:: WORK TO DO ::
Without the pictures, repeat the listing character for character.

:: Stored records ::
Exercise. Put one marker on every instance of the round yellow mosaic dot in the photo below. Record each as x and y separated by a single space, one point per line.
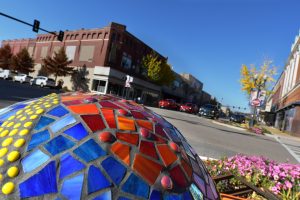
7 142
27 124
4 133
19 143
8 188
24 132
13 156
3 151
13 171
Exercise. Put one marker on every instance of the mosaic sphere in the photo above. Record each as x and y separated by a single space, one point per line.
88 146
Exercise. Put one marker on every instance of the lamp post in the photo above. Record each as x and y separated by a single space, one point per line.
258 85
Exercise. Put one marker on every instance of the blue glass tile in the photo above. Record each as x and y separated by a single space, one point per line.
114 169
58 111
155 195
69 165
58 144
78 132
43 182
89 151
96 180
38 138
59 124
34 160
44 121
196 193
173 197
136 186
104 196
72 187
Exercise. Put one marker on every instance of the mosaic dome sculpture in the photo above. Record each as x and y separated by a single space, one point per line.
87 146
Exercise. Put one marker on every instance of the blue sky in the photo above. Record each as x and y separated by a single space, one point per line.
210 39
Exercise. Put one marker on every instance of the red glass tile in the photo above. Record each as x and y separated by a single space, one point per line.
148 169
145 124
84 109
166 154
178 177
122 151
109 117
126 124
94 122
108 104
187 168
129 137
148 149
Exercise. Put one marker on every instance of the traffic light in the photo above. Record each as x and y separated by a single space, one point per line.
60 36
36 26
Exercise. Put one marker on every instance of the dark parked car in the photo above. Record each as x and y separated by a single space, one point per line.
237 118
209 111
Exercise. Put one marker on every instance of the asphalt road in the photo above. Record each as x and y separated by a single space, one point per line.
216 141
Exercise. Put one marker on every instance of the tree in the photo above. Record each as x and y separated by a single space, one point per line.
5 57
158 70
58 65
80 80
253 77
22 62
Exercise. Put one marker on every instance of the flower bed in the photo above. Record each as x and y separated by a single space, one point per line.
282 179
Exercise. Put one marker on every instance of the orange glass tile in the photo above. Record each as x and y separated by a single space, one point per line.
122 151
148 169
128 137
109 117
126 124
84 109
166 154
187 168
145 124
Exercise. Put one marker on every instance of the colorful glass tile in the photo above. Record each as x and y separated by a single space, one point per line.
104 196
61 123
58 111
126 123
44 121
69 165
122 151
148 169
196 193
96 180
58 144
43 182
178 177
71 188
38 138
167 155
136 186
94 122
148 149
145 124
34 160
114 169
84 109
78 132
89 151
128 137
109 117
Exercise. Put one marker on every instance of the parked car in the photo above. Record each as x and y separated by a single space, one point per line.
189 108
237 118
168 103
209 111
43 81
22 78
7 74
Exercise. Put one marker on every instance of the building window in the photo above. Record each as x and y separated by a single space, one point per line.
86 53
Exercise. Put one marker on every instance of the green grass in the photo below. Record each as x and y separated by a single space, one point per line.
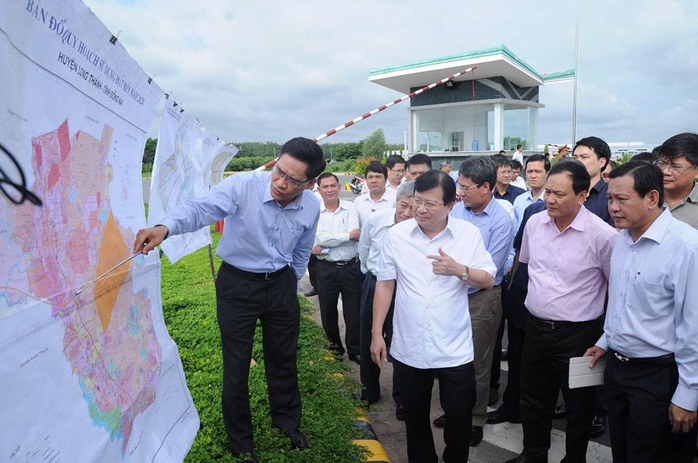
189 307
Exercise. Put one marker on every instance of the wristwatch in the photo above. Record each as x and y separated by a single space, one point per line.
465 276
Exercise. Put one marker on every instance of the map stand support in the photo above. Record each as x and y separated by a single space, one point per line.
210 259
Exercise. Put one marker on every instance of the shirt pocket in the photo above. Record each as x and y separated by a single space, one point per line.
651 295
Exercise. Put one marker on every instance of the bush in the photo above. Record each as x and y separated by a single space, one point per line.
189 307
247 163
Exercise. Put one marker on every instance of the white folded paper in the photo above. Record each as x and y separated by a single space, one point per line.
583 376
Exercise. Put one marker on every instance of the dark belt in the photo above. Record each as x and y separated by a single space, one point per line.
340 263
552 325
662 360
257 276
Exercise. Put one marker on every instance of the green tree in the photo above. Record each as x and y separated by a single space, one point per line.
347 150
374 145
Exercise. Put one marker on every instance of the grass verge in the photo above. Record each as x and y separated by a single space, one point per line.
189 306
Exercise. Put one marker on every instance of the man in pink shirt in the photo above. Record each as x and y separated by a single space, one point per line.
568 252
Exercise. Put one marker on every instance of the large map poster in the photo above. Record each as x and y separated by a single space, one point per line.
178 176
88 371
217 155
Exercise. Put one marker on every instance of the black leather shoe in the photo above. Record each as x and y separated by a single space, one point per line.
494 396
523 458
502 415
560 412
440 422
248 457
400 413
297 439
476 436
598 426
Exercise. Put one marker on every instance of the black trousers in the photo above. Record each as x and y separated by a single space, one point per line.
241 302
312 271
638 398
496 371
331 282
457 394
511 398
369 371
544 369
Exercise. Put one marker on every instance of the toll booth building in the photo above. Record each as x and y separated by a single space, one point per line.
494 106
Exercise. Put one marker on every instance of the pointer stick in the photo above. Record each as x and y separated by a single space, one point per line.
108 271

:: TASK ANSWER ::
Exercise. Put one marker on every instance of the round yellow mosaic dot in the photo below. Record each as x and y separated by a single space, one point per line.
7 142
27 124
4 133
19 143
8 188
24 132
13 156
3 151
13 171
Exercise. Put one marker on every instance of the mosaic sphere in the photo above. Record each as x and y separated by a single space, one point per line.
88 146
Exercise. Put one marker on every instance of the lamp post in the photo above. Record each as x and y separated by a single space, one point per line.
258 85
Exercise. Put one marker on every instance of the blue glass tile in the photo above. Record each as x and y separated by a single space, one point per line.
114 169
58 111
155 195
69 165
58 144
78 132
43 182
89 151
96 180
38 138
59 124
34 160
44 121
196 193
173 197
136 186
104 196
72 187
Exercise. Put one marker on every instance of the mosaic dome sculpture in the photo above. Record each as x and y separated by a single space, one point per line.
87 146
Exercise. Put one marker on every instance of the blue sky in the photo above. Record each as x and y separated by a single space, one point per line.
210 39
Exercise. Put one marker on every instance of the red glass tile in the photo above. Record each as x and y separated by a single space, one point per line.
148 169
145 124
84 109
166 154
178 177
122 151
109 117
126 124
94 122
108 104
187 168
129 137
148 149
Exercise. Put one marker on every instance of the traffic light in the photo above. Record each as x and y separated by a single space, one point per line.
60 36
36 26
Exercise. Put one marker on every instance of the dark parked car in the photo above. Record each as x and y separated by a single space, one point per line.
237 118
209 111
Exercise. Put one marker on every instance of the asphalt road in the photo above. Record each as x and y separated by a single space, one point per line.
216 141
Exercise. Put one marker on every instance of the tree in the photo above. Record each as x and y separated by a single space, one point per line.
5 57
158 70
58 65
80 80
253 77
22 62
Exercise. Put one marker on every instance of the flower bed in the photo above. Record each as x and y separated by a single space, one point per line.
282 179
Exercise. Put one marker on every instance of the orange glass tile in the photo above. Record each as x and y separated by a single space, one point per line.
122 151
148 169
128 137
109 117
126 124
84 109
166 154
187 168
145 124
Exercise. Put one marker on every instance of the colorful glass tile in the photo above. Record each as x and y separated by a single space, one point per line.
104 196
61 123
58 111
126 123
44 121
69 165
122 151
148 169
196 193
96 180
58 144
43 182
178 177
71 188
38 138
167 155
136 186
94 122
148 149
145 124
34 160
114 169
84 109
78 132
89 151
128 137
109 117
Exercise. Put one marker on every instance of the parked car in the photo above. Record each as x and y separated by a single space, one point per line.
189 108
237 118
168 103
209 111
43 81
22 78
7 74
Exercise. Put one marker on every instance of the building window in the photo above. Record each as x and y separated by a single space, one point per line.
86 53
Exercise. Put one marker on every instance of the green grass in the photo below. Record each as x and y separated by a single space, one point per line.
189 307
Exercise. Put one marker on every instance of the wristwatch in the photo above. Record each as x and y separated by a single space, one point per line.
465 276
Exercise. Put one marker on every instance of the map stand support in the photo above. Record each as x and y separated by a single space, one point per line.
210 259
Exercise. Put one marker on every instance of the shirt pocket in the photo above. Record each as x and y separated by a single space, one point per line.
651 295
Exercise. Put one marker on every instance of the bush in the photo above. Record each as x and y separated by a single space, one point per line.
189 307
247 163
Exercise. Put one marker on every instance of the white folded paper in the photo above. Record each as x and y separated by a single space, one point per line.
583 376
Exercise. Put one marker on every instance of the dark belt in the photo above. Record each as x and y separated by a single space, one point per line.
340 263
552 325
662 360
257 276
Exercise. Put one marker on every instance of the green tree in the photo above. Record each as x and y separated by a single space, one point per line.
347 150
374 145
Exercise. Put one marker on every instance of the grass verge in the photo above. Record each as x and y separated by a single space, one point per line.
189 306
Exercise. Put one marker on every instance of the man in pink shirt in the photo above. Record each as x and y separated by a single space, one point per line.
568 252
Exercise. Put one marker on every instance of the large map poster in the photo above. Record each as x and y separated by a single space, one point per line.
178 176
88 371
217 155
Exercise. Put one marker on every instance of the black leather shoe in the photo above. Record each as x and y separated by a single space, one point per line.
494 396
523 458
502 415
560 412
440 422
248 457
400 413
297 439
476 436
598 426
Exercise. Put one marker on every instance of the black trousers in the photo above. Record each as x and y separated by a single space, one point per line.
241 302
312 271
638 398
496 371
331 282
457 394
511 398
369 371
544 369
Exercise. Put one marker on every instance of the toll booth building in the photo above. Record each as x and y separated by a single space, one point per line.
494 106
Exercise. Put one marker on every instance of the pointer stick in the photo above. Record each as x and y separated by a single space, one point per line.
108 271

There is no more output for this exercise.